> **Excerpted data**:
▬▬▬

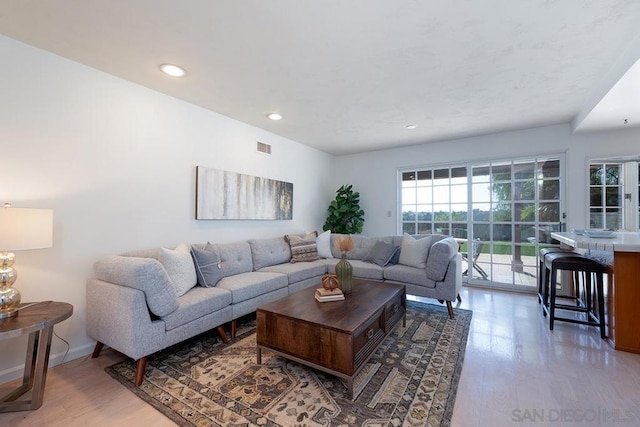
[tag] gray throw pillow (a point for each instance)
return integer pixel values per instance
(381, 253)
(413, 252)
(439, 256)
(208, 265)
(179, 267)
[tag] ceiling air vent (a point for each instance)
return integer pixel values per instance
(264, 148)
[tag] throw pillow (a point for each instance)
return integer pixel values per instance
(323, 241)
(179, 266)
(439, 256)
(208, 265)
(303, 249)
(381, 253)
(413, 252)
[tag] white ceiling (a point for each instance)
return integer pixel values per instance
(350, 75)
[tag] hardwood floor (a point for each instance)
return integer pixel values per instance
(516, 372)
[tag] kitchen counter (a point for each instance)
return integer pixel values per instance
(623, 292)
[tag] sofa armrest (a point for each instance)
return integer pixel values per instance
(118, 316)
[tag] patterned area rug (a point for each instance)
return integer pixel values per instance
(410, 380)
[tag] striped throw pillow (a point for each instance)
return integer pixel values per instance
(303, 249)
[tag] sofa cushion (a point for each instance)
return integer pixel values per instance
(323, 241)
(266, 252)
(303, 249)
(299, 271)
(405, 274)
(144, 274)
(381, 253)
(413, 252)
(440, 254)
(235, 258)
(179, 266)
(361, 269)
(196, 303)
(245, 286)
(208, 265)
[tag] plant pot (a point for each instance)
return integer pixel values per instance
(344, 271)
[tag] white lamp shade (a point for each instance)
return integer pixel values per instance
(22, 229)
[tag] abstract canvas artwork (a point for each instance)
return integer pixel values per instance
(230, 195)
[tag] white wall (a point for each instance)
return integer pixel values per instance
(374, 174)
(116, 162)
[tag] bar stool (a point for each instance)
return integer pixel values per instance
(543, 277)
(581, 266)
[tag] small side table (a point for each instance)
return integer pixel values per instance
(37, 320)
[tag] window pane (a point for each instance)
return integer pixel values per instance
(549, 212)
(595, 218)
(523, 170)
(613, 218)
(525, 212)
(481, 231)
(550, 168)
(612, 175)
(525, 190)
(441, 194)
(408, 196)
(614, 196)
(501, 191)
(501, 172)
(595, 196)
(424, 228)
(502, 233)
(424, 176)
(409, 228)
(459, 212)
(481, 193)
(408, 214)
(423, 195)
(502, 212)
(595, 175)
(550, 190)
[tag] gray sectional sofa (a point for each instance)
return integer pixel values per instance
(141, 302)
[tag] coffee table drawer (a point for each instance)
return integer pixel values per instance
(366, 340)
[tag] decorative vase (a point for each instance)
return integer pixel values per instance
(344, 271)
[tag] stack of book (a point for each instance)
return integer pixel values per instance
(324, 295)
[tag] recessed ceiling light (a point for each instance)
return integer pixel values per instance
(173, 70)
(275, 116)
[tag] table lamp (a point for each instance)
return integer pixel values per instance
(20, 229)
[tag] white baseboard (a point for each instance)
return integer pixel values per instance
(54, 359)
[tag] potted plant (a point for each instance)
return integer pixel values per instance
(345, 215)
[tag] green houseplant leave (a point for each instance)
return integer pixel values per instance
(345, 215)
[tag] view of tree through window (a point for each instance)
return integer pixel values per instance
(509, 208)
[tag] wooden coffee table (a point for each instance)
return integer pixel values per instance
(336, 337)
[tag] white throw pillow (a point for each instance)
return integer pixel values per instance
(323, 241)
(179, 266)
(413, 252)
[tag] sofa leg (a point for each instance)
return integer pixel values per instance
(234, 328)
(141, 366)
(97, 349)
(222, 333)
(450, 309)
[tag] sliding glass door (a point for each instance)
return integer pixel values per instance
(501, 212)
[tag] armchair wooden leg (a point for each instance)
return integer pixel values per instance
(222, 333)
(97, 349)
(141, 365)
(450, 309)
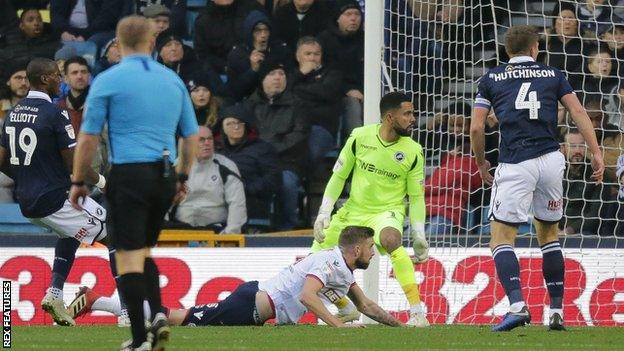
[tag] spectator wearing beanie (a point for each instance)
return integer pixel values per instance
(159, 16)
(14, 86)
(301, 18)
(176, 19)
(282, 122)
(219, 27)
(205, 103)
(110, 56)
(245, 58)
(32, 38)
(343, 47)
(237, 139)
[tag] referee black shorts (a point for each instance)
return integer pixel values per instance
(138, 197)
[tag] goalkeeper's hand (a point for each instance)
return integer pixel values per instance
(321, 223)
(421, 247)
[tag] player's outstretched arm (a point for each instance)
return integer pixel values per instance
(371, 309)
(477, 140)
(309, 298)
(584, 125)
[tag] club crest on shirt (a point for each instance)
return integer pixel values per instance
(399, 156)
(70, 131)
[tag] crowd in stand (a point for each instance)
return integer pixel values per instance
(277, 85)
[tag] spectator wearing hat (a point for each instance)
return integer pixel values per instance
(15, 87)
(219, 27)
(613, 36)
(244, 60)
(175, 55)
(343, 47)
(216, 197)
(176, 17)
(159, 15)
(237, 139)
(205, 103)
(32, 38)
(109, 57)
(85, 25)
(300, 18)
(319, 88)
(282, 122)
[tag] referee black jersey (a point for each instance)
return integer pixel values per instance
(34, 133)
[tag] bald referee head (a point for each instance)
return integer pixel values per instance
(135, 35)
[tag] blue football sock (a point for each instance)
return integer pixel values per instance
(508, 270)
(64, 255)
(553, 268)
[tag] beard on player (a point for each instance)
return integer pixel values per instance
(407, 131)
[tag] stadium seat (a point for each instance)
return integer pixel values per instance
(12, 221)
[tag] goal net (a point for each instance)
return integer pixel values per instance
(437, 50)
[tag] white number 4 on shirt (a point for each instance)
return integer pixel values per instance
(532, 104)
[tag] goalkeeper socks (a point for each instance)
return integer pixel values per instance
(132, 288)
(403, 268)
(152, 286)
(553, 268)
(508, 271)
(64, 255)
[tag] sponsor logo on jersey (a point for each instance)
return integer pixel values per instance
(374, 169)
(399, 156)
(70, 131)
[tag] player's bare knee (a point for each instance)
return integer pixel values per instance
(390, 239)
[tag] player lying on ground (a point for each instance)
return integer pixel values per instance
(39, 138)
(322, 277)
(524, 95)
(386, 164)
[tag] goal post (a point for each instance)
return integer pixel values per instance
(436, 50)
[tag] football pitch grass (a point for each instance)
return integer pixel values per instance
(455, 337)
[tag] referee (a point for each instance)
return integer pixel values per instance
(144, 105)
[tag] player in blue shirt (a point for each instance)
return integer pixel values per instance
(524, 95)
(145, 106)
(37, 148)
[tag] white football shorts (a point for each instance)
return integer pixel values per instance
(86, 226)
(536, 183)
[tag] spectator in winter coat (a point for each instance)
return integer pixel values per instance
(282, 123)
(343, 47)
(244, 60)
(215, 198)
(319, 88)
(219, 27)
(32, 38)
(256, 159)
(301, 18)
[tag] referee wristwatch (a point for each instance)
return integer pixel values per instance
(182, 178)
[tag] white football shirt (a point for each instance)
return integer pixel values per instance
(328, 266)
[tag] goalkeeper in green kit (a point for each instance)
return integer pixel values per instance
(386, 165)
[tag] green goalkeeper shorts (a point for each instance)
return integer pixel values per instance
(344, 218)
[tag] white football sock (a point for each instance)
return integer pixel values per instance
(107, 304)
(516, 307)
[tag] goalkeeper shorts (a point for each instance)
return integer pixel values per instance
(344, 218)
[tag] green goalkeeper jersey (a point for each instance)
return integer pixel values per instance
(383, 173)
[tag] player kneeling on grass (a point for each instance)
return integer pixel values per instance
(322, 277)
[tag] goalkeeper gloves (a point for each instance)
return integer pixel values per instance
(321, 223)
(419, 243)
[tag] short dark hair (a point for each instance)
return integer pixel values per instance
(519, 39)
(392, 101)
(39, 67)
(28, 9)
(308, 40)
(75, 59)
(354, 234)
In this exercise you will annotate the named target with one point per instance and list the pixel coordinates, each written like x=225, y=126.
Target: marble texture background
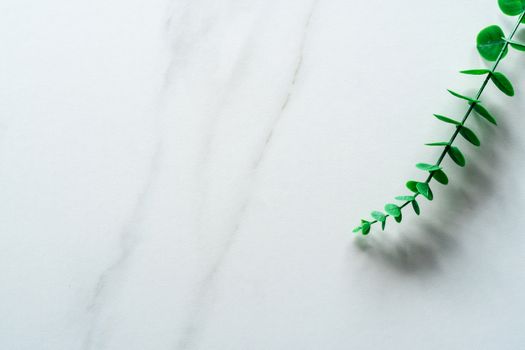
x=185, y=174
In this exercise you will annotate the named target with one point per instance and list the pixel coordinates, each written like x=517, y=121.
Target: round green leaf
x=398, y=218
x=365, y=228
x=440, y=176
x=469, y=135
x=490, y=42
x=517, y=46
x=456, y=156
x=512, y=7
x=502, y=83
x=415, y=205
x=393, y=210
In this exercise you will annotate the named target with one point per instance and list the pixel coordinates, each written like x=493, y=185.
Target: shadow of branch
x=418, y=248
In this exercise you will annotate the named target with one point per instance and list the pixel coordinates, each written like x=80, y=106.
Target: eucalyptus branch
x=493, y=46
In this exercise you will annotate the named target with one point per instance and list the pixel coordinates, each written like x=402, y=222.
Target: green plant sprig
x=493, y=46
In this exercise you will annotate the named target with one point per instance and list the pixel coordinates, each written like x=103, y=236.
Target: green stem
x=471, y=107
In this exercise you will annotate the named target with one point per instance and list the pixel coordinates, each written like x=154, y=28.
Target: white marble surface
x=185, y=174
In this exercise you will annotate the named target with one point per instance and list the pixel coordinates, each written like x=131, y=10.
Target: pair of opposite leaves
x=493, y=46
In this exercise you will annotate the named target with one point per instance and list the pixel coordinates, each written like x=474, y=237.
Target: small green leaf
x=447, y=119
x=490, y=42
x=437, y=144
x=440, y=176
x=378, y=216
x=398, y=218
x=365, y=227
x=415, y=205
x=466, y=98
x=512, y=7
x=502, y=83
x=427, y=167
x=412, y=186
x=469, y=135
x=482, y=111
x=393, y=210
x=456, y=156
x=476, y=71
x=424, y=189
x=405, y=198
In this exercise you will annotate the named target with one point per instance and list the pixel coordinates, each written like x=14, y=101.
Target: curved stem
x=471, y=107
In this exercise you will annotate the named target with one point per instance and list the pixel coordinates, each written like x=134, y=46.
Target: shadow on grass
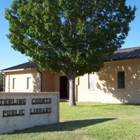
x=65, y=126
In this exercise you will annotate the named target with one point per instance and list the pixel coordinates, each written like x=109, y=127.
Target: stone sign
x=23, y=110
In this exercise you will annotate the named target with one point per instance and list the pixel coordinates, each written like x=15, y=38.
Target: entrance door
x=64, y=87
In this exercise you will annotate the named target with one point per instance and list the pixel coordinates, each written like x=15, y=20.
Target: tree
x=69, y=36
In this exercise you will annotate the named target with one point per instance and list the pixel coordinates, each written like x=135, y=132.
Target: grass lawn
x=87, y=121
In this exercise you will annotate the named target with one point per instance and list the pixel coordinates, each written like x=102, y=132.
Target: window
x=14, y=83
x=28, y=82
x=91, y=81
x=121, y=80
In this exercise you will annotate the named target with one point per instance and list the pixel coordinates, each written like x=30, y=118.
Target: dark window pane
x=121, y=80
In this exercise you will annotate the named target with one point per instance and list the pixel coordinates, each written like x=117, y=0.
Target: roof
x=122, y=54
x=27, y=65
x=127, y=53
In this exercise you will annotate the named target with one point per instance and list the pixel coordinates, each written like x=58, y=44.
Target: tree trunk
x=72, y=101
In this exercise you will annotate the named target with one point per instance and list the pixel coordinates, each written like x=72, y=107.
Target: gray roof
x=27, y=65
x=127, y=53
x=122, y=54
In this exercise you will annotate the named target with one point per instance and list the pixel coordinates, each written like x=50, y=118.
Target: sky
x=9, y=57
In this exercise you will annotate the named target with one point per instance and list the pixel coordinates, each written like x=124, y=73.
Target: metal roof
x=127, y=53
x=122, y=54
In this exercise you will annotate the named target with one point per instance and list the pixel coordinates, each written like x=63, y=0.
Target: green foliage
x=1, y=81
x=69, y=36
x=87, y=121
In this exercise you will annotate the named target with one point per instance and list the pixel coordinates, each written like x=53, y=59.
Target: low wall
x=24, y=110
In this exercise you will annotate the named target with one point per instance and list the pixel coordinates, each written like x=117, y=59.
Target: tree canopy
x=69, y=36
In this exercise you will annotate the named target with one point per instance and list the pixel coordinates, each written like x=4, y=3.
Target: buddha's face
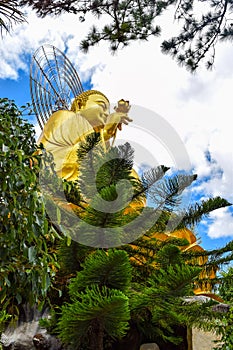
x=96, y=111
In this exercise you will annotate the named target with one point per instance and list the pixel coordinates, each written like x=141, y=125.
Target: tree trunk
x=96, y=335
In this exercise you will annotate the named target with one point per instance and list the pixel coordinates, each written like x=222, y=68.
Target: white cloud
x=221, y=224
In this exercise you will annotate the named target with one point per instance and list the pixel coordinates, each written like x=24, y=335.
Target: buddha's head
x=94, y=106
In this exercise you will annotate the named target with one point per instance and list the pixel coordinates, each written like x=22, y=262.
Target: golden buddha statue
x=65, y=129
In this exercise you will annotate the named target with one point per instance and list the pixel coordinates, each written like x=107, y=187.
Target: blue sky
x=196, y=107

▬▬▬

> **What you have to do**: Write out exactly the lines beginning with the line that holds "like x=4, y=3." and ending with the final line of the data, both ends included, without the pictures.

> **Final answer**:
In this exercise you will annotate the named target with one point per instance and list the pixel coordinates, each written like x=4, y=3.
Target: buddha's face
x=96, y=111
In this exercise you will annotate the named target with one point per instance and list the pixel coordinates, each written like x=141, y=125.
Target: tree trunk
x=96, y=335
In this exercise you will annotate the named target with one point per instance and list the pixel coordinates, each written like x=222, y=68.
Target: white cloud
x=221, y=224
In this exercise you will annotate the named target with one point per instance and list the pixel coordinates, each written like x=24, y=335.
Target: buddha's head
x=94, y=106
In this exercise you will annotate the named target with one point per instance and list the pixel coordinates, each written like x=22, y=262.
Target: golden buddha statue
x=65, y=129
In this exercise you will annotate the named target with one point per instance and list the pixel coordinates, each written like x=107, y=187.
Target: blue sky
x=196, y=107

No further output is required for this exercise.